-- Start of Entries supplied --

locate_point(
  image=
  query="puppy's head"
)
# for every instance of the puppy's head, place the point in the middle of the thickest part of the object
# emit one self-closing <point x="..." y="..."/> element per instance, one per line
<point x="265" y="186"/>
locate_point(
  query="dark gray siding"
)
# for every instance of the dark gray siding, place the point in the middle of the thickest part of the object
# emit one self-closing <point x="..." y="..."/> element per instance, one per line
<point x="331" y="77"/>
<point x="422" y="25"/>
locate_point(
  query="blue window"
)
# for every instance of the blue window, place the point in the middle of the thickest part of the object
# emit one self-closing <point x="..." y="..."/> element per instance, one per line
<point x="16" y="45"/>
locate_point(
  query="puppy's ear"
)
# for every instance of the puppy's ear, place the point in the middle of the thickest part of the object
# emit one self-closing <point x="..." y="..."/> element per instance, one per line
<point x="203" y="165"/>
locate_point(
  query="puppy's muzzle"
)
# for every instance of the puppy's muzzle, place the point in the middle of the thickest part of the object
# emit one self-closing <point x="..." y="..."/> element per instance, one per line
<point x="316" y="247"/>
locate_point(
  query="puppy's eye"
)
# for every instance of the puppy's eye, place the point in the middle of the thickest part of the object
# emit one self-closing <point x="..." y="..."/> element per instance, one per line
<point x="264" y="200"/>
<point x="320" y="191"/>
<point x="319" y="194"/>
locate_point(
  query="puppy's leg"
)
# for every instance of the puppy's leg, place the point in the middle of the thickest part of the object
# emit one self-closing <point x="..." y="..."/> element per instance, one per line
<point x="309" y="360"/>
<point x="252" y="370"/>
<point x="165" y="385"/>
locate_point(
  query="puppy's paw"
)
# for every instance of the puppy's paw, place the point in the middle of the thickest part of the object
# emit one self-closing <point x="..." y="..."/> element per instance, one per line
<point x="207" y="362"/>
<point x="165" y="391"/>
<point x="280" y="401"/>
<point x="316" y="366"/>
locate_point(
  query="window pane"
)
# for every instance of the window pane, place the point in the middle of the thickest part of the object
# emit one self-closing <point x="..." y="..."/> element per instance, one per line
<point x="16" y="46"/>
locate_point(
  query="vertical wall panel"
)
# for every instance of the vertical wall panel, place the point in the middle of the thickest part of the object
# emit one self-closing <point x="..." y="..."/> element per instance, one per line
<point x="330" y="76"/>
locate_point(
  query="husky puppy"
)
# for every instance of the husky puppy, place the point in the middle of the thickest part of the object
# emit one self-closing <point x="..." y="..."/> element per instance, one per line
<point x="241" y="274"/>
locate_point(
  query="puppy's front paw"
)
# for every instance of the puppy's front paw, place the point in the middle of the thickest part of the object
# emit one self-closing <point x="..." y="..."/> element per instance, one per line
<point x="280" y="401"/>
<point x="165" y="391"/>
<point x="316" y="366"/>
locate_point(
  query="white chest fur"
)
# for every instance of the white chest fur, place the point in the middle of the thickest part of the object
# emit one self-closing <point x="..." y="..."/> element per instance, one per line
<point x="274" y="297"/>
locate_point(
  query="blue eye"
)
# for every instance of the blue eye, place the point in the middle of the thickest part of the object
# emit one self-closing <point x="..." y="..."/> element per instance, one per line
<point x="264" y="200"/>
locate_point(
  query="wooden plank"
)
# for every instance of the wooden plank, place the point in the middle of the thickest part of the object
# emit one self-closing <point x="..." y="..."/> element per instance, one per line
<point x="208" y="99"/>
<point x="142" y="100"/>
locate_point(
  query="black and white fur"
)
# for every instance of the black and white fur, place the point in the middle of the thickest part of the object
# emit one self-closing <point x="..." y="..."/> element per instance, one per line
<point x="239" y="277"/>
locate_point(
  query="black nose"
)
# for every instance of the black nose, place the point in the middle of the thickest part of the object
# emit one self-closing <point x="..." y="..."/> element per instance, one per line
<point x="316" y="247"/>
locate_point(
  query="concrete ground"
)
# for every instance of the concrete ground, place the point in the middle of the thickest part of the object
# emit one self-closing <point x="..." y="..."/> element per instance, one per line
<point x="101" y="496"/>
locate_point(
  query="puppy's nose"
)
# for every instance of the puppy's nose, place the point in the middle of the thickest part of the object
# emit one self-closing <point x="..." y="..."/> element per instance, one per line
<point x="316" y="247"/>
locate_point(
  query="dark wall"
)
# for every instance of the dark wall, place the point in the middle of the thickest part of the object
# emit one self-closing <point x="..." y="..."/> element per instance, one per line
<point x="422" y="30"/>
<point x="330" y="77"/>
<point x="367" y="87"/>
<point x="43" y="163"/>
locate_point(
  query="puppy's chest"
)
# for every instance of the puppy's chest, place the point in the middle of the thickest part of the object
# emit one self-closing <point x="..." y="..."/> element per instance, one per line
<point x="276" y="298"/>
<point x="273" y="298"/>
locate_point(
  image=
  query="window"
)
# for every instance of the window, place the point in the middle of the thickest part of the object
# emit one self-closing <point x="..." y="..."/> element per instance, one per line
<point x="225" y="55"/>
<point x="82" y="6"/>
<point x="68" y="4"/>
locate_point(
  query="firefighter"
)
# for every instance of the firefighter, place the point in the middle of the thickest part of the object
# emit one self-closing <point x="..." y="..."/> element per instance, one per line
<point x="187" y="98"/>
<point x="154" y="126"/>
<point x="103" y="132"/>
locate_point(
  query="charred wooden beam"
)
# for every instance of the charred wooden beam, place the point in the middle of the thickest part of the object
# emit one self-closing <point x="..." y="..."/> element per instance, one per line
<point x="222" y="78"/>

-- End of Entries supplied --
-- Start of Entries supplied --

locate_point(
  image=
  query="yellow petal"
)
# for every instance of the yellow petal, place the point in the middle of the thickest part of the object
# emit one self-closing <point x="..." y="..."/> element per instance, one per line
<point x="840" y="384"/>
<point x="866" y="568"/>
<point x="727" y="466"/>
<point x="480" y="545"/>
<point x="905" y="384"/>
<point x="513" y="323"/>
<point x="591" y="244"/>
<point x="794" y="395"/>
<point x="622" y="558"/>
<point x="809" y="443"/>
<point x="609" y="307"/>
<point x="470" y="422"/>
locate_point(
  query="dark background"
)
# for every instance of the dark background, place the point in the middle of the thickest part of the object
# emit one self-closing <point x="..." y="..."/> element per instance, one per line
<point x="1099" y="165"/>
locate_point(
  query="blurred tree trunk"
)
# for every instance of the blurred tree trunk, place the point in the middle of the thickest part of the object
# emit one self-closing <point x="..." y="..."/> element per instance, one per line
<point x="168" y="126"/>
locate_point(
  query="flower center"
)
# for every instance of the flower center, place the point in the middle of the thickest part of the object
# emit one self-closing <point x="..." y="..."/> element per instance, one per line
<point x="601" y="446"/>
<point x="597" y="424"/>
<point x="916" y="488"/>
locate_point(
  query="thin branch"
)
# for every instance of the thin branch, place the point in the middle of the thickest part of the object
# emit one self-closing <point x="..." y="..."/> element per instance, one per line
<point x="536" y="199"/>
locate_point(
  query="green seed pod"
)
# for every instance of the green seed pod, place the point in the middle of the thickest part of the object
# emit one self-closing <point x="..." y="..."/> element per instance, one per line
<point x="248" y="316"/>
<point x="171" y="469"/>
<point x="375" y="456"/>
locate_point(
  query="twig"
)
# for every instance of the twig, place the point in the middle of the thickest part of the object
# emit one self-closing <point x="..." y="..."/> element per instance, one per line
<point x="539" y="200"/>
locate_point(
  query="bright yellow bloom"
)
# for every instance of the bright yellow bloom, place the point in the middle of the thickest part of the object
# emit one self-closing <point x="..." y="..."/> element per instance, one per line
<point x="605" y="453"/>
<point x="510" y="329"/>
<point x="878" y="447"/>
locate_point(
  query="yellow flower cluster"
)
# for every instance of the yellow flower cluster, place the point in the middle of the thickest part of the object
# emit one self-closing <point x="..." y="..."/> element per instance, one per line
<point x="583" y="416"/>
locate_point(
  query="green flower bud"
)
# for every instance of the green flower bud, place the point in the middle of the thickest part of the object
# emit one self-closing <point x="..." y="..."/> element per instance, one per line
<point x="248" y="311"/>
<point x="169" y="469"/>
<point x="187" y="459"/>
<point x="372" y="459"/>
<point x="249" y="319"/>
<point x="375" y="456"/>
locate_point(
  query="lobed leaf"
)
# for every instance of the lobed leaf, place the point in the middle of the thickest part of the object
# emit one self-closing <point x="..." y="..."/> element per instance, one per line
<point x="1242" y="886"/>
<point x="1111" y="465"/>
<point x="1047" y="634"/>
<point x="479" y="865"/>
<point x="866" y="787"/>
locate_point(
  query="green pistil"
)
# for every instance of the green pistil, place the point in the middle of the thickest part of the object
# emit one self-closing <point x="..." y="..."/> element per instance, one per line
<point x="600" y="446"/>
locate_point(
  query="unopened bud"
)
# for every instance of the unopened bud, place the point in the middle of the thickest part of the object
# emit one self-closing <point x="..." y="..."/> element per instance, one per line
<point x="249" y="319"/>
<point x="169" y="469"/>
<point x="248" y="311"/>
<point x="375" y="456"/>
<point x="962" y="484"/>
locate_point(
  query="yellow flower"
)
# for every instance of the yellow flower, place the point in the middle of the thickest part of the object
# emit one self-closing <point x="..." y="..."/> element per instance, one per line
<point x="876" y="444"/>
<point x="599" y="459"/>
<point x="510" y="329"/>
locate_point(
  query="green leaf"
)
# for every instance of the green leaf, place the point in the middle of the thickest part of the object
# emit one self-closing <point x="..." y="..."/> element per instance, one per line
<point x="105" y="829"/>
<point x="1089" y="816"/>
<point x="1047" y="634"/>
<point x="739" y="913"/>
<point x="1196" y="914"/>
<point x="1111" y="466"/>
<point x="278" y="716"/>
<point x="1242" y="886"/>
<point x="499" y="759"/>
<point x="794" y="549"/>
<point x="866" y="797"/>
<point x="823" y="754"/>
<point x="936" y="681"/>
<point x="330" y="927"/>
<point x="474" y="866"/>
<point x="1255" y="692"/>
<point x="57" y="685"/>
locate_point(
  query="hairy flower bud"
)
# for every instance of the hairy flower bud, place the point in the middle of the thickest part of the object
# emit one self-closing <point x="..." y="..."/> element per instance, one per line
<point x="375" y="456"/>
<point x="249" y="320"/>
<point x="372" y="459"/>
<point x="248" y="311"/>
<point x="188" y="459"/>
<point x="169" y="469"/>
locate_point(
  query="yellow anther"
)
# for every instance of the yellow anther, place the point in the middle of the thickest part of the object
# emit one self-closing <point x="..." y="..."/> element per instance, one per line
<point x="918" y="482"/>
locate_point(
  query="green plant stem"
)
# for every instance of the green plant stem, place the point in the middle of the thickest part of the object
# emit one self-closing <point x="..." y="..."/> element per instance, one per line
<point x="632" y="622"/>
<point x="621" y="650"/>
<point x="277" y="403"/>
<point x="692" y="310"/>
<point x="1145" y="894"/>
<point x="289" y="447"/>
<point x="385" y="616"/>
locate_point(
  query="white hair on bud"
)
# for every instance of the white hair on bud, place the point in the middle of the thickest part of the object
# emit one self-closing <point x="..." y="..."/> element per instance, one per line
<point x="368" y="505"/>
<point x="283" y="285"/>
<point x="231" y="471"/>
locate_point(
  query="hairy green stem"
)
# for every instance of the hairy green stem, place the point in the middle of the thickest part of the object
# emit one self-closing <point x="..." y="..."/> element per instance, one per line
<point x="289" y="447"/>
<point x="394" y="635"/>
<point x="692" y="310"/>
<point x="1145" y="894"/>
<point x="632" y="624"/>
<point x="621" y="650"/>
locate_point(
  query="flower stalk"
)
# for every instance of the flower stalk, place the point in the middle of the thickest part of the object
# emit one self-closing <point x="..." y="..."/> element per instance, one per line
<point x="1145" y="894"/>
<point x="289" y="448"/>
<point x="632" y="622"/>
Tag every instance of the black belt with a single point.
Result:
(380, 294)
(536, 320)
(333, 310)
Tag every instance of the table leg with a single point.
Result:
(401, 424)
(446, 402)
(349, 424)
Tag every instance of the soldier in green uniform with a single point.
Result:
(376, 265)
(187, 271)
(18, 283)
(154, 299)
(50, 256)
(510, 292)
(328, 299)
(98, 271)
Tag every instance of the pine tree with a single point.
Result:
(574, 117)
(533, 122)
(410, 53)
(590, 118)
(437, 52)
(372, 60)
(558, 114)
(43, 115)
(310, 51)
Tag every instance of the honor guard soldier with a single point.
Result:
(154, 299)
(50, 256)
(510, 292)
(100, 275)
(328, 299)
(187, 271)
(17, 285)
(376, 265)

-- End of Entries supplied --

Task to complete
Identify every line in the rows above that contains the word "husky" and copy each one.

Solution for this problem
  query="husky puppy"
# for every instance of the husky puppy, place the point in the middle of the thickest part of the object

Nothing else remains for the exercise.